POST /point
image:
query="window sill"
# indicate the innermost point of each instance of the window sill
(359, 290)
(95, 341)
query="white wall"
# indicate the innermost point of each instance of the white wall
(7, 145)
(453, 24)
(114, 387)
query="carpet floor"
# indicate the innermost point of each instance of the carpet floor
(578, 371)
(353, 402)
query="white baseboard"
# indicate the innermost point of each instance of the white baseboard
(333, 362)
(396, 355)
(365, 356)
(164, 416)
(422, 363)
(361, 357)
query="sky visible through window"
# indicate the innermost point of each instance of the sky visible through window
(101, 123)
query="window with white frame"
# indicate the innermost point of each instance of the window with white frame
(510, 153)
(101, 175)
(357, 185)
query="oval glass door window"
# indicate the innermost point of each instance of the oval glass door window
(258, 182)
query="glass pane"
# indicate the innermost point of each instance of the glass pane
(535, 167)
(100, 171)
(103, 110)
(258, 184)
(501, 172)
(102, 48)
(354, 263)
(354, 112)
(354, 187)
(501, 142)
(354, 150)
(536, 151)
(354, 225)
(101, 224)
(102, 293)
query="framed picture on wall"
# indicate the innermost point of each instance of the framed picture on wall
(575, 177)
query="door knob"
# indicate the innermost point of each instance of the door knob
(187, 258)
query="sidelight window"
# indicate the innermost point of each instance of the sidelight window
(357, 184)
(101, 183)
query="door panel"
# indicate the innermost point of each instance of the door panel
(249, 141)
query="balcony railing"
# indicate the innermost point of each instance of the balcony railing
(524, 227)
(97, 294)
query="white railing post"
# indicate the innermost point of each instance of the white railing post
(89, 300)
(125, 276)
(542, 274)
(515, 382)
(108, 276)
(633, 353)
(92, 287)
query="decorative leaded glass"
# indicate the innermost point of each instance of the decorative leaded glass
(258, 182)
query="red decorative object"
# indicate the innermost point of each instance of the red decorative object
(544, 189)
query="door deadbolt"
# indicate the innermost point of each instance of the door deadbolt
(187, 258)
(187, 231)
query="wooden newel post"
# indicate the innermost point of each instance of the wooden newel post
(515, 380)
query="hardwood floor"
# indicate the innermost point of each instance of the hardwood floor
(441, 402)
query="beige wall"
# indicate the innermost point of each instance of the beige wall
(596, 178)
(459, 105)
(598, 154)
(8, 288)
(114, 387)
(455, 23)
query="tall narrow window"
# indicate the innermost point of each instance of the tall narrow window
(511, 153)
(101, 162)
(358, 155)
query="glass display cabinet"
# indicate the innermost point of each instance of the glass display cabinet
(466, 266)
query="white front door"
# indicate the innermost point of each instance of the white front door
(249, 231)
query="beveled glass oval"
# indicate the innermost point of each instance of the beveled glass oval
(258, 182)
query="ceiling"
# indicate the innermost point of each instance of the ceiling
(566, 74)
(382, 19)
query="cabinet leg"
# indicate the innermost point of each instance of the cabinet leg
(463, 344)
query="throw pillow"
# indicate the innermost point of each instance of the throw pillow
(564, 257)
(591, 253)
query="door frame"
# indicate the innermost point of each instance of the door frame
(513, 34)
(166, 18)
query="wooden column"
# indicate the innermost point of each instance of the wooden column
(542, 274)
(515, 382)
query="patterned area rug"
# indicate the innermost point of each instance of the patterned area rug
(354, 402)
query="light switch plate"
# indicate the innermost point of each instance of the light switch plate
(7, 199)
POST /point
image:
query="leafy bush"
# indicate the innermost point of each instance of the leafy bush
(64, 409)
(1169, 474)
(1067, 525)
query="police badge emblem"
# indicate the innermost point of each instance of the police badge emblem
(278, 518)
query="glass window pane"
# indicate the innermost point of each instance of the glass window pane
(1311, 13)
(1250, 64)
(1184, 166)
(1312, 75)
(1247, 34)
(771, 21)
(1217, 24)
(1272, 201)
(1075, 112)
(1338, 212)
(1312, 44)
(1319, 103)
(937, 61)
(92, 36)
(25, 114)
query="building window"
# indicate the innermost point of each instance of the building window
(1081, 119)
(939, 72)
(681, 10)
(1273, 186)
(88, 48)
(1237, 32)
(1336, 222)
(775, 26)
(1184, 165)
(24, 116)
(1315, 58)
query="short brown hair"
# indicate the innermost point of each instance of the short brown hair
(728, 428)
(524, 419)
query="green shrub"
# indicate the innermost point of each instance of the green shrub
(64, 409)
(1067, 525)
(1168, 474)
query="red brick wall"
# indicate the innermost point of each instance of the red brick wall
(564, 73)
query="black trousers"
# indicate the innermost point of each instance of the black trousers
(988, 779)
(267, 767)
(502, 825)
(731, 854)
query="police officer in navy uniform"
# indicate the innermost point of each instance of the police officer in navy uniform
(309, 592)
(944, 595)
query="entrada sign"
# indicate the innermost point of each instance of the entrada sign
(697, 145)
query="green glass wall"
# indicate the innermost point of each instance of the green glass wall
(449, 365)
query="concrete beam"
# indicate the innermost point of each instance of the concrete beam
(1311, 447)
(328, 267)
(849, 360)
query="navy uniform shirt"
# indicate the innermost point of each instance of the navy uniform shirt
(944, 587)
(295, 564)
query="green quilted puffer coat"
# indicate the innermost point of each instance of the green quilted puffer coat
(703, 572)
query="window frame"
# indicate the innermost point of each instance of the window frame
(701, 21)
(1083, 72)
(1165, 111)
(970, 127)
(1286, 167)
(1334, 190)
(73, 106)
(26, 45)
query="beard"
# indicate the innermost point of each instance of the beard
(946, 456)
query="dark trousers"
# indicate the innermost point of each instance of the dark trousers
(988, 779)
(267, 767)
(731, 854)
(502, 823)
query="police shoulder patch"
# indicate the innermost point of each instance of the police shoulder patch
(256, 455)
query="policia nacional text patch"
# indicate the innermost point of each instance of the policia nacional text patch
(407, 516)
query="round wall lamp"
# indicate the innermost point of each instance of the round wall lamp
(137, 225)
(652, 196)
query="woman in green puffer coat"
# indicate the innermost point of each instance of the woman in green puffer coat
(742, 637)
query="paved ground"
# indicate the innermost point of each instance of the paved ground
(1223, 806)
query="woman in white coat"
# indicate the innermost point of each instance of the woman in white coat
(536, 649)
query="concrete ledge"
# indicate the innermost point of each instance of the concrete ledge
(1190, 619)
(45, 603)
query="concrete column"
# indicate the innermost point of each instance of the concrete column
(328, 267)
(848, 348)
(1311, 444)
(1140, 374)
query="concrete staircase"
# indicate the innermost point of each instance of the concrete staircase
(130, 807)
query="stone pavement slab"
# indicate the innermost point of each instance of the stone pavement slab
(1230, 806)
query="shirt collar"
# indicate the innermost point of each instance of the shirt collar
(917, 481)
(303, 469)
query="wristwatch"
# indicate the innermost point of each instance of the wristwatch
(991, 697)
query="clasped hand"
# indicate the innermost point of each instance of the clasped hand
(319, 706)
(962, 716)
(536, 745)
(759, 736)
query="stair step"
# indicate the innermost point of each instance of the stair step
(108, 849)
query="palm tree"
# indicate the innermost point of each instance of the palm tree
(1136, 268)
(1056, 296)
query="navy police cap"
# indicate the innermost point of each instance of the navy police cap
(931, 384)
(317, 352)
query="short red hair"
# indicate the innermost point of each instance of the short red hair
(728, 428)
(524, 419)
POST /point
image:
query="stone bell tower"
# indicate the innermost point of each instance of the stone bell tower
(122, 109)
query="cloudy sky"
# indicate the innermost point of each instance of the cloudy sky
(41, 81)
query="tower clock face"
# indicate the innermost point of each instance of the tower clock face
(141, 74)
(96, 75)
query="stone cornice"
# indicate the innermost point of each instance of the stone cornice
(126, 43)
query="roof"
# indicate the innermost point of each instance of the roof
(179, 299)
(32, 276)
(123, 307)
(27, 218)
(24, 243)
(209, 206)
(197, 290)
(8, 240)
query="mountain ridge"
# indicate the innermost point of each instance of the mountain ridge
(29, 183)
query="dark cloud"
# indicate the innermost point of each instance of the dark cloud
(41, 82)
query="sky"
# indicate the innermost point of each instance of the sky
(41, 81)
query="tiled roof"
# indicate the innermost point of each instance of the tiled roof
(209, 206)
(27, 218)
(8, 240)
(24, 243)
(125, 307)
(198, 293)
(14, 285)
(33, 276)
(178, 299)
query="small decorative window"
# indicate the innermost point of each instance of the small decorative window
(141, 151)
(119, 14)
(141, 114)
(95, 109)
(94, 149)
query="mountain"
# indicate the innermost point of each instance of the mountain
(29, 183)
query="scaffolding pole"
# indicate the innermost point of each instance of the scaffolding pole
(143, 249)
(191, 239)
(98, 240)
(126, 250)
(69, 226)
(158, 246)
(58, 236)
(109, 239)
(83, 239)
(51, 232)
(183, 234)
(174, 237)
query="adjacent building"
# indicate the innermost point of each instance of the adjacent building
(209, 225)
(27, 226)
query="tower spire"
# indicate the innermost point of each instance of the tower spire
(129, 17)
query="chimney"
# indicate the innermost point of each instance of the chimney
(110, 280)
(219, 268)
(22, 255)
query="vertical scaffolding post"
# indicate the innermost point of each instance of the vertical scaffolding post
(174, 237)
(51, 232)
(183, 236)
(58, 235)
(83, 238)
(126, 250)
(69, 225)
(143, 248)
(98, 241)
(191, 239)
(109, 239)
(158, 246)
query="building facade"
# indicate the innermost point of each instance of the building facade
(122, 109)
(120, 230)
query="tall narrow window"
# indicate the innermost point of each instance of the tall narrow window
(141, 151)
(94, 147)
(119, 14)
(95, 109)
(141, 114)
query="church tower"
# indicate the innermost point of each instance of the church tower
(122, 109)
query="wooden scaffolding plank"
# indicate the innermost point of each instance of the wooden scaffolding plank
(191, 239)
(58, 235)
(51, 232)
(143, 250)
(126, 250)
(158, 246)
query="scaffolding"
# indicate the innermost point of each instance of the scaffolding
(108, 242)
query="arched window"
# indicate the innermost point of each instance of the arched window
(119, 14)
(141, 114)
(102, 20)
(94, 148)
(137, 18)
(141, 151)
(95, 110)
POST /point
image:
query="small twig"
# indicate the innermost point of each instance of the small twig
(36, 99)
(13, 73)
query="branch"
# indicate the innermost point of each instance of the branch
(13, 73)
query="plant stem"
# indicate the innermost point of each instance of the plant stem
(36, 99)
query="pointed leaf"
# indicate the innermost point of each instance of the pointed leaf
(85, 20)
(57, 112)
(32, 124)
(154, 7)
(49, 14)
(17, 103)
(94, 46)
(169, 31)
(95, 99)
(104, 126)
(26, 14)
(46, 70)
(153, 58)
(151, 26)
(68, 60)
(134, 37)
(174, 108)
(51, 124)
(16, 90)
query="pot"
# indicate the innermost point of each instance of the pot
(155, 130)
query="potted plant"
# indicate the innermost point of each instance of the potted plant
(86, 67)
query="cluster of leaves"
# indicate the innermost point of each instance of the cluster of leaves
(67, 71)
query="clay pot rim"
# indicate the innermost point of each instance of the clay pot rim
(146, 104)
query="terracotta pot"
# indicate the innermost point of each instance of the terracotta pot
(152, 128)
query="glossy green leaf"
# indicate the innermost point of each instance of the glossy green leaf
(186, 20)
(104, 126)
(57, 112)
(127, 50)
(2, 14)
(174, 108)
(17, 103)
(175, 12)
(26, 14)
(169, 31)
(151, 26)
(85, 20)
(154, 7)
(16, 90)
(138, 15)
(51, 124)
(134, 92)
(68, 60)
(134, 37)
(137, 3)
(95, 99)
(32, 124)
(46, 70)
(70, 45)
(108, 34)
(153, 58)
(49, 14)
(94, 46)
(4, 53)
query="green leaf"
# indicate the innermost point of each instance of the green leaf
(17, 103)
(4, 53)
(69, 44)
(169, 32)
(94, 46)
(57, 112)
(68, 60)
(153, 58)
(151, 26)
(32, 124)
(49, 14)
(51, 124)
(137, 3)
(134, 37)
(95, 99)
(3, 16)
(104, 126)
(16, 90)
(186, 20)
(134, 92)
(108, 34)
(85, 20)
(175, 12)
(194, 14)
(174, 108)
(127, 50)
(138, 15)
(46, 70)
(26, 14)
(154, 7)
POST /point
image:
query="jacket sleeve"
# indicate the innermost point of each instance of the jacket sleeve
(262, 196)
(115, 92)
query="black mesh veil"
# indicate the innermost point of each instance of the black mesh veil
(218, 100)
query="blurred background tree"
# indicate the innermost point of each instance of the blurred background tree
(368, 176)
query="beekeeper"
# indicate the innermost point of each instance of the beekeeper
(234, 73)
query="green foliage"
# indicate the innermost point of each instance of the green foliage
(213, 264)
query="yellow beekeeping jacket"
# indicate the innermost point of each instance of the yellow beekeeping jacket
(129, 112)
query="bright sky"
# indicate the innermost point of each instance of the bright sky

• • • • • • •

**GOAL:**
Tally the lines of the material above that contain the word "plant", treating uppercase and lowercase letters as different, and give only the number.

**WRITTEN RESPONSE:**
4